**ENTRIES SUPPLIED:**
╔══

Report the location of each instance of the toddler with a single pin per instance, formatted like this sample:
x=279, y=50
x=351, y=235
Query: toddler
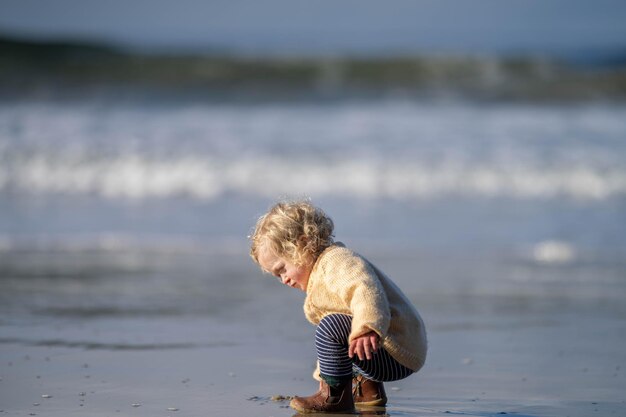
x=367, y=330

╚══

**HOW TO COMPLETE THIS TASK:** Please give the material above again in full, with no pictures in your version.

**SOLUTION TO THIS TASK:**
Report the location of each instance of the toddler with a single pin per instance, formatted like this sample:
x=279, y=50
x=351, y=235
Query: toddler
x=367, y=330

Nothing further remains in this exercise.